Problem requirements:
Which lines in the rows below contain the word "water"? Report every such line in full, treating uppercase and lowercase as different.

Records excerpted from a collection
━━━

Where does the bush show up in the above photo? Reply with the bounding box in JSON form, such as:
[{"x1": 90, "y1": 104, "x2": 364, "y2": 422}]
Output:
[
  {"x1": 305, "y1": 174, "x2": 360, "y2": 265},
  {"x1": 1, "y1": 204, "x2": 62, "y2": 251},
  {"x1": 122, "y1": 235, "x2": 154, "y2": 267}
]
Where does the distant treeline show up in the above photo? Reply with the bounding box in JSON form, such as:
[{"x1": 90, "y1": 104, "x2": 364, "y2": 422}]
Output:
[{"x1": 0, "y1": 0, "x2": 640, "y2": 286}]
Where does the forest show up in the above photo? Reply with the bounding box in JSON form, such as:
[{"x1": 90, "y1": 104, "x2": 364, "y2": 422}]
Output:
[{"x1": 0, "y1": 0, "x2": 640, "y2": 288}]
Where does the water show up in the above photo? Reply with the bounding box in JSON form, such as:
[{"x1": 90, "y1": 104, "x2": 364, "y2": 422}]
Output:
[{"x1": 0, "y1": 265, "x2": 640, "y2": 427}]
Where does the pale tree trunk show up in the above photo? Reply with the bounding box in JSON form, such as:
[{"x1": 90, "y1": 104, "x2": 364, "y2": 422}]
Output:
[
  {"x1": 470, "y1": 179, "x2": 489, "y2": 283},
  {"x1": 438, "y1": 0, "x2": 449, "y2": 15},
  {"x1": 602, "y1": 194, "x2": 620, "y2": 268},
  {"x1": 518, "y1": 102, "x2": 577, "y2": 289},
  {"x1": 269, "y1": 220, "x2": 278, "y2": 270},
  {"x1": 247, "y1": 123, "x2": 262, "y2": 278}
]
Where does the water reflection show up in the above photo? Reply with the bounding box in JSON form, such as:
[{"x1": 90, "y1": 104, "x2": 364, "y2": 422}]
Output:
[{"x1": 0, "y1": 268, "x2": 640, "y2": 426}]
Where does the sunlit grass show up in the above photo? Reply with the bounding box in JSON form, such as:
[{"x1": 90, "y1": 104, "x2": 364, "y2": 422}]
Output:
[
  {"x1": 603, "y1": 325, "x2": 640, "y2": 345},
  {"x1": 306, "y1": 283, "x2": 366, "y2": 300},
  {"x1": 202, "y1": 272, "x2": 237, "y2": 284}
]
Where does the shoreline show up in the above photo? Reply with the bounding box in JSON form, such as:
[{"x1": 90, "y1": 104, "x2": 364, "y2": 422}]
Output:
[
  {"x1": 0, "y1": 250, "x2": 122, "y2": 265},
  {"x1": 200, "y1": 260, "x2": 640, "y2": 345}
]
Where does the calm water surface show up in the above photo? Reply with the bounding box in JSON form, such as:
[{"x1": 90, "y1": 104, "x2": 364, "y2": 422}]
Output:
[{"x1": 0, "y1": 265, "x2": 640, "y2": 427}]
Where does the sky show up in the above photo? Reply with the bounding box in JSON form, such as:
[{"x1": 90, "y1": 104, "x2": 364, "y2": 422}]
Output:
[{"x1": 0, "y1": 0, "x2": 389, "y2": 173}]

━━━

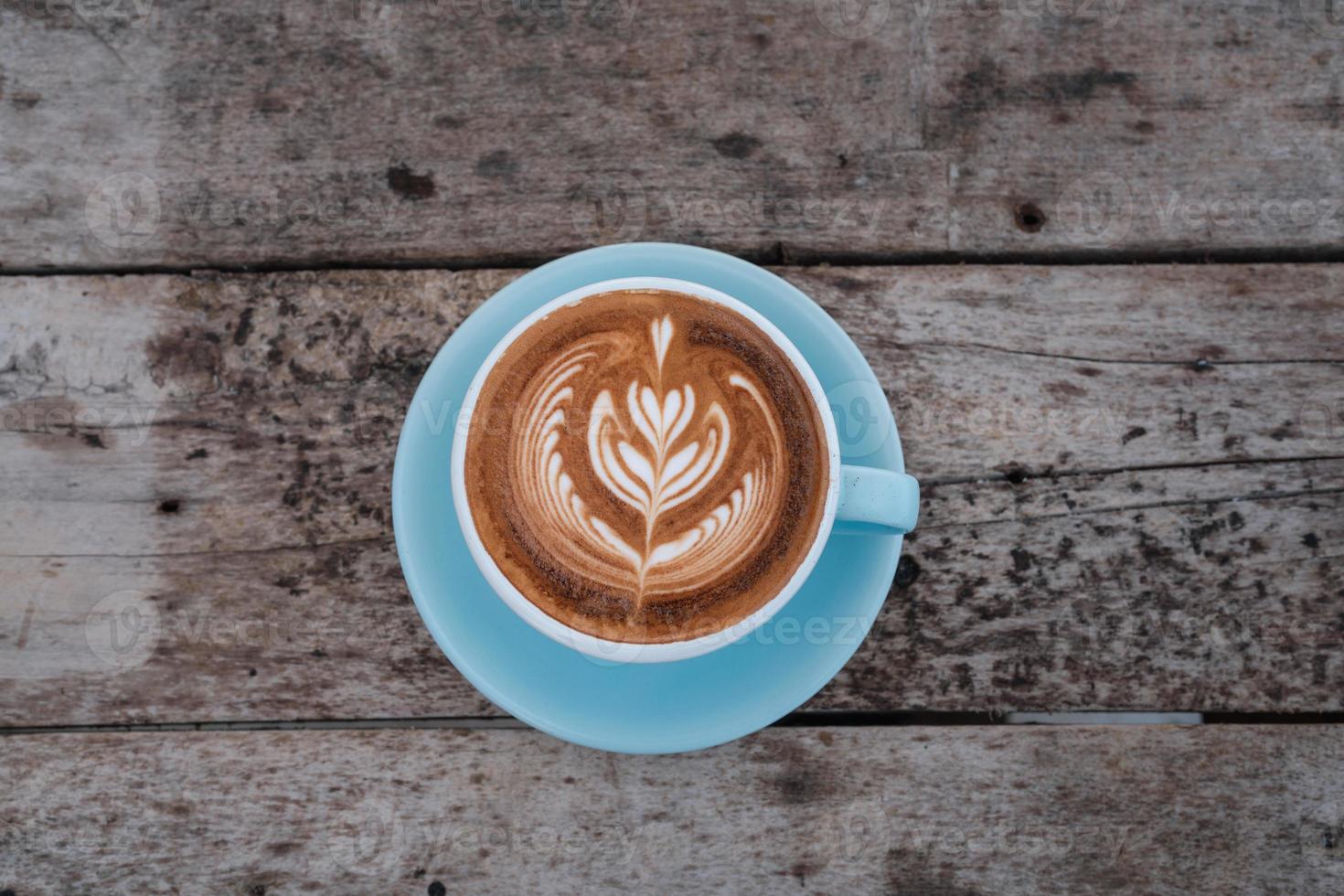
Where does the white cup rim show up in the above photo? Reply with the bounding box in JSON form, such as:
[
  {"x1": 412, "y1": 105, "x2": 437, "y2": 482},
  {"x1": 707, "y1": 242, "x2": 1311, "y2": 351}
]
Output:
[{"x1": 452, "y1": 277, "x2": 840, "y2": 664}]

━━━

Output below:
Where does the water show up in the above photo? Reply with the bounding box in JSON form, such as:
Where does the water reflection show up in the above photo? Reply with the bounding box in JSON form, such as:
Where does the calm water surface show up in the above photo? Reply with the bounding box in JSON form, such as:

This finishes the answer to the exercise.